- [Your goal] Print out the entries exactly, and include each one.

#### Input data

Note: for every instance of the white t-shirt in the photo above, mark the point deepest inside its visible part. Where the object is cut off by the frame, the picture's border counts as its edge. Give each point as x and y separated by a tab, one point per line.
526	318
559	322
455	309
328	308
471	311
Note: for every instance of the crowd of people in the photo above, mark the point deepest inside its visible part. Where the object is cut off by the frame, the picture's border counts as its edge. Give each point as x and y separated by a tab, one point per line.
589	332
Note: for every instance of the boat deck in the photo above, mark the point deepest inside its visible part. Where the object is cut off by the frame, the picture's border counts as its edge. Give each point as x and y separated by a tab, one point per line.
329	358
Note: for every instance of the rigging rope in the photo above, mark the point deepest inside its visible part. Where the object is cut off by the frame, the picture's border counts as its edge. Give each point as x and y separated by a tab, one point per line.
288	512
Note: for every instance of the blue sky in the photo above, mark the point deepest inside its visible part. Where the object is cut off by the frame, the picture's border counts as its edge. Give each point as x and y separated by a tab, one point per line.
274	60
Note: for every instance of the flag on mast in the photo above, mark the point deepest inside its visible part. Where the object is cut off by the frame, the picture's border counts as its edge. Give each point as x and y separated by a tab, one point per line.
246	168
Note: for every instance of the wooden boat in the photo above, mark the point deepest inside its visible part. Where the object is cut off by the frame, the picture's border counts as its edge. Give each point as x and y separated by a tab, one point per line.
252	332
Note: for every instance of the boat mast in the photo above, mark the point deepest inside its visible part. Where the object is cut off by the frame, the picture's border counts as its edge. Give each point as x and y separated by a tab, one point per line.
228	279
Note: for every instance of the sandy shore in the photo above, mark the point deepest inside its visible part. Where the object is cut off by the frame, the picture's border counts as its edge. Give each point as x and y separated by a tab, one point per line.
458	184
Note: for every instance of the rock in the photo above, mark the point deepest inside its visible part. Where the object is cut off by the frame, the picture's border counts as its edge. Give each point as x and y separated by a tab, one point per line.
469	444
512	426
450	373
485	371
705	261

########

- [Exercise output]
Note: for every instance of the white t-shirt in the photo above, mark the point deepest inside its visible part. Where the object is cut off by the frame, the picture's border counts as its edge. Give each point as x and y separated by a tab, one point per line.
526	318
559	322
455	309
328	308
471	311
Note: for every instance of the crowd of people in the photo above, mark the point deepest inside its visible part. Where the object is cut off by the frame, the picture's border counts as its edge. Give each point as x and y separated by a tab, one point per line.
589	332
Note: for every instance of the boat deck in the photo above, mark the point deepest inside its visible part. Where the object is cut off by the frame, the picture's border counts as its edge. Give each point as x and y separated by a tab, one point per line.
329	358
Note: for every instance of the rigging rope in the photo above, mark the point deepest inside its visible part. Where the object is cut off by the frame, the picture's border counts as its edge. Give each point as x and y separated by a tab, one point per line.
288	512
Note: for every instance of the blue sky in the photo above, mark the point deepest inside its visible part. Where the object is cut off by the frame, the picture's border counts as its edge. Give each point as x and y separated by a tab, one point per line.
274	60
Note: for every instance of the flag on mast in the photo above, mark the point deepest inside its visible part. Where the object is cut off by the frame, the picture's border counts as its edge. Give each point as x and y separated by a tab, one point per line.
246	168
Note: for every instance of the wooden boat in the photo above, mark the point deepest inside its visible part. Where the object is cut off by the frame, the picture's border counts as its edge. Give each point as x and y separated by a tab, one point per line.
252	332
Note: for every instance of the boat mast in the photo above, mark the point deepest inside its visible part. Where the object is cut off by the frame, the picture's border counts as its edge. Give each point as x and y separated by a tab, one point per line.
228	279
Note: for every instance of the sandy shore in the photo above, mark the point deepest inside its visible part. Where the object is cut off by the frame, the picture's border counts as its edge. Give each point as x and y separated by a tab, one point per line.
458	184
Note: for every instance of the rock in the photo above, mark the point deepest inside its visible part. Where the object is cut off by the frame, the picture's border counts as its edge. Give each point as x and y separated by a tab, one point per line.
469	444
512	426
450	373
485	371
705	261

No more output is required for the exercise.